● **EXERCICES À RÉALISER**:
• a. D'après l'article, combien de personnes le groupe FullSIX emploie-t-il en France ?
• b. Restituez à l'identique le passage de l'article qui va de « De nouveaux axes » jusqu'à « général de Tequilarapido. ».

Généraliste ou spécialiste ?
Afin de peser plus lourd face aux grands groupes de communication, certaines agences pure players grossissent à vue d'oeil. Pour le groupe FullSIX qui emploie trois cents personnes en France, la taille est un choix stratégique. « C'est un gage de crédibilité qui permet d'atteindre de gros clients », affirme Frédéric Colas. L'agence Plan.net est, elle, passée de dix collaborateurs à cinquante-cinq en quatre ans. « Il existe une course à la taille car Internet demande énormément de ressources », explique Olivier Bronner. L'expansion de ce média semble en effet sans limite et son renouvellement est permanent. Il y a trois ans, on parlait encore de Second Life. Place maintenant à l'influence des blogueurs ou à la réalité augmentée. Sans cesse, de nouvelles expertises apparaissent. Autrefois, les agences digitales se contentaient de créer de jolis sites. Elles doivent maintenant mettre en oeuvre de véritables dispositifs de communication de plus en plus riches, diversifiés et complexes. « Nous devons continuellement faire évoluer nos offres », remarque Antoine Pabst, président de Nurun France. Oui, mais jusqu'à quel point élargir son domaine de compétences ? Les généralistes sont-elles pertinentes sur l'ensemble des leviers d'interaction ? Les spécialistes peuvent-ils le demeurer longtemps ? « C'est un peu présomptueux d'affirmer que l'on sait tout faire. Si l'on arrive à acquérir une bonne expertise sur un petit bout d'Internet, c'est déjà pas mal », confie Ludovic Bajard. Pour Benjamin Laugel, l'essentiel est d'être le meilleur dans son domaine. « Nous avons des compétences graphiques que ne possèdent pas les autres agences en interne. C'est pour cela que les annonceurs font appel à nous. Nous continuons à vivre car nous nous sommes arrêtés à ce que l'on maîtrise. » Un sentiment que ne partage pas Dominique Cerruti. « Etre très spécialisé ne suffit plus. Notre expertise s 'est un peu banalisée. Les agences 360 marchent sur nos plates-bandes. Nos clients nous incitent à nous diversifier. Nous faisons maintenant de la web analyse et du social média. Pour certains annonceurs, il est plus pratique d 'avoir un seul contact. » Généraliste, spécialiste ou multispécialiste, il y a en fait de la place pour tout le monde sur le marché. Le tout étant de rester à l'écoute des innovations et des demandes des clients.
Fabrice Valmier (VTScan) : « Les marques ne veulent plus seulement développer leur audience, mais cherchent maintenant à savoir comment l'utiliser. »
Frédéric Colas (SixandCo) : « D'ici cinq à dix ans, tous les médias seront digitalisés. La communication digitale sera «la» communication. »
De nouveaux axes de développement
La grande tendance du moment est d'accompagner les marques sur le mobile et les réseaux sociaux. Le Groupe Figaro s'est ainsi adressé à Playsoft pour développer une application qui permet aux utilisateurs de consulter l'actualité sur les mobiles. « D'autres contenus premium - un jeu notamment - sont à l'étude. Le but est de trouver des sources de revenus qui ne proviennent pas de la publicité », explique Nicolas Bensignor, président de l'agence. Le phénomène des réseaux sociaux est également pris très au sérieux et les agences se positionnent sur ce créneau porteur. « Nous avons été la première agence à utiliser Twitter pour une marque française, en l'occurrence Renault », revendique Toufik Lerari, directeur général de Tequilarapido.

● **JEU DE DONNÉES**:
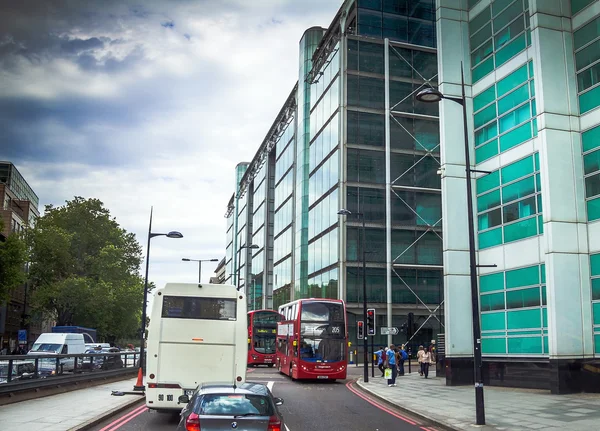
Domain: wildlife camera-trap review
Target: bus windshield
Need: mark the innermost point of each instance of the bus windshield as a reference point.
(322, 332)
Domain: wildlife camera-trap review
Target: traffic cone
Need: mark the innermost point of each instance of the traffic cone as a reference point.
(139, 385)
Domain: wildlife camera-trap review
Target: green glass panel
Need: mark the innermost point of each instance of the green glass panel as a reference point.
(524, 319)
(486, 151)
(520, 189)
(491, 282)
(595, 264)
(525, 345)
(596, 307)
(484, 116)
(510, 50)
(508, 14)
(484, 98)
(490, 238)
(591, 162)
(517, 170)
(492, 321)
(523, 298)
(587, 33)
(488, 182)
(577, 5)
(589, 100)
(593, 209)
(482, 69)
(492, 302)
(515, 137)
(513, 80)
(490, 346)
(596, 288)
(514, 99)
(489, 200)
(480, 20)
(545, 317)
(590, 139)
(520, 230)
(521, 277)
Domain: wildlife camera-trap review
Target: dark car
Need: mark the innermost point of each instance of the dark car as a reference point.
(249, 406)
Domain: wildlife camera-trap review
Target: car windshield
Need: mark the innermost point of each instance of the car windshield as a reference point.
(46, 347)
(235, 405)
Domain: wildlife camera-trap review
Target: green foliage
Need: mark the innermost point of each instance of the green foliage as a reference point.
(13, 256)
(85, 269)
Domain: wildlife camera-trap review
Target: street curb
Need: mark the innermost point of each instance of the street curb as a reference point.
(420, 415)
(101, 418)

● **CORRIGÉ DES EXERCICES**:
• a. Trois cents personnes.

• b.
De nouveaux axes de développement
La grande tendance du moment est d'accompagner les marques sur le mobile et les réseaux sociaux. Le Groupe Figaro s'est ainsi adressé à Playsoft pour développer une application qui permet aux utilisateurs de consulter l'actualité sur les mobiles. « D'autres contenus premium - un jeu notamment - sont à l'étude. Le but est de trouver des sources de revenus qui ne proviennent pas de la publicité », explique Nicolas Bensignor, président de l'agence. Le phénomène des réseaux sociaux est également pris très au sérieux et les agences se positionnent sur ce créneau porteur. « Nous avons été la première agence à utiliser Twitter pour une marque française, en l'occurrence Renault », revendique Toufik Lerari, directeur général de Tequilarapido.